-------- DATASET EXTRACT --------

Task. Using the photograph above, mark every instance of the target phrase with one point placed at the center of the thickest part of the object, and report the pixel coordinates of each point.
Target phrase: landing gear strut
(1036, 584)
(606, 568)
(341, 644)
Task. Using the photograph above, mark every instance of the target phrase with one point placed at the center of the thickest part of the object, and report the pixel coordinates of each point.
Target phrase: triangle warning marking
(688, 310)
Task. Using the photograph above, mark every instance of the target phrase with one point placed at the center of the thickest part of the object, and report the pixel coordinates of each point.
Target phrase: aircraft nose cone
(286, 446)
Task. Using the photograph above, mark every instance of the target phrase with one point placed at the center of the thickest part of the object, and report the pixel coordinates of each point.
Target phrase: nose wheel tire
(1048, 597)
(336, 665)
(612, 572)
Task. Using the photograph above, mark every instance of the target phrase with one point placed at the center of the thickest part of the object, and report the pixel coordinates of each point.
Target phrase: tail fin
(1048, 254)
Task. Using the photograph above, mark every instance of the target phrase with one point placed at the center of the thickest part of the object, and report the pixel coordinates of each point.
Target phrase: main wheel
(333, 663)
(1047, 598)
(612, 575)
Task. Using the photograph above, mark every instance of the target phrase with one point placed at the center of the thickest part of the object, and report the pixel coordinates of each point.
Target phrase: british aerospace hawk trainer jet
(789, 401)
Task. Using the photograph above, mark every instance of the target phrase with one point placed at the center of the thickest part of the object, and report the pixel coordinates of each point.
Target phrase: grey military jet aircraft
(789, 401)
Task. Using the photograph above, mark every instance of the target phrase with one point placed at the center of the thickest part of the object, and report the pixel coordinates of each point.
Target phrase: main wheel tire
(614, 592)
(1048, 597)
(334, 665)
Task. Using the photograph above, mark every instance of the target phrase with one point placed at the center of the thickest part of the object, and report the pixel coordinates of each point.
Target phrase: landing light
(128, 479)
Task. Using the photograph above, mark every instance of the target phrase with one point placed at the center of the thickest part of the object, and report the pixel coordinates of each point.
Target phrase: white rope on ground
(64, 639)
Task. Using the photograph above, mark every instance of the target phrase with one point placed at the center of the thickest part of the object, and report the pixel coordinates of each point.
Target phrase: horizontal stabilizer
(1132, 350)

--------

● ABOUT THIS TASK: Set down the data exactly.

● SOLUTION TO THE EXERCISE:
Task. Using the photograph above, mark every instance of the target phrase with one point placed at the center of the thickest part of the object, and report the pixel coordinates of each point.
Target phrase: landing gear strut
(1036, 584)
(606, 568)
(341, 644)
Task. Using the photograph above, mark every instance of the target phrase with one point placed at the center of the thickest part of the object, and report the pixel coordinates of each point.
Target phrase: triangle warning marking
(688, 310)
Task. Using the photograph above, mark every instance of the target phrase with one point placed at the center of the thickest part of the object, and report the pixel coordinates of each point.
Target phrase: aircraft nose cone
(286, 446)
Task. Using the photograph above, mark every instance of the target phrase with one point placed at the center of the thickest part of the object, and report the pixel coordinates of each point.
Target phrase: nose wheel tire
(1048, 597)
(336, 665)
(612, 572)
Task. Using the photograph above, mark every instance of the target phrase with one point placed at the center of the thickest part of the object, and report the pixel coordinates of each point.
Target phrase: tail fin
(1048, 254)
Task. Using the photograph above, mark every instance of the target phrase with one point placed at the center of the thickest part of the object, and report the pixel coordinates of each point.
Target phrase: main wheel
(333, 663)
(1047, 598)
(612, 575)
Task. Using the photograph above, mark every instance of the target phrase with one point placed at the center of the thickest part of the object, and report the pixel coordinates of each point.
Target phrase: british aerospace hawk trainer jet
(789, 401)
Task. Using the photograph above, mark every instance of the target phrase with one point placed at the center of the thickest part of the object, and report the pixel coordinates of each point.
Target phrase: grey military jet aircraft
(789, 401)
Task. Using the photograph above, mark every instance of the target phrase with one point placed at the center of the thickest part of the object, and report the pixel coordinates of each point.
Target phrase: main wheel tire
(614, 592)
(1048, 597)
(334, 665)
Task. Using the photograph above, mark every instance of the target phrase with one point placed at the center of the thickest part of the object, and report the pixel coordinates of each point.
Target phrase: landing light
(128, 479)
Task. Using the photograph above, mark every instance of the target phrase with one point placed at the center of the thickest part of the object, and report the pixel coordinates of each point.
Target phrase: white rope on ground
(64, 639)
Task. Using the photograph above, mark every instance of the target phrase with one point placed at the center of the thickest part of the object, and report the pixel coordinates of each point.
Target phrase: horizontal stabilizer
(1132, 350)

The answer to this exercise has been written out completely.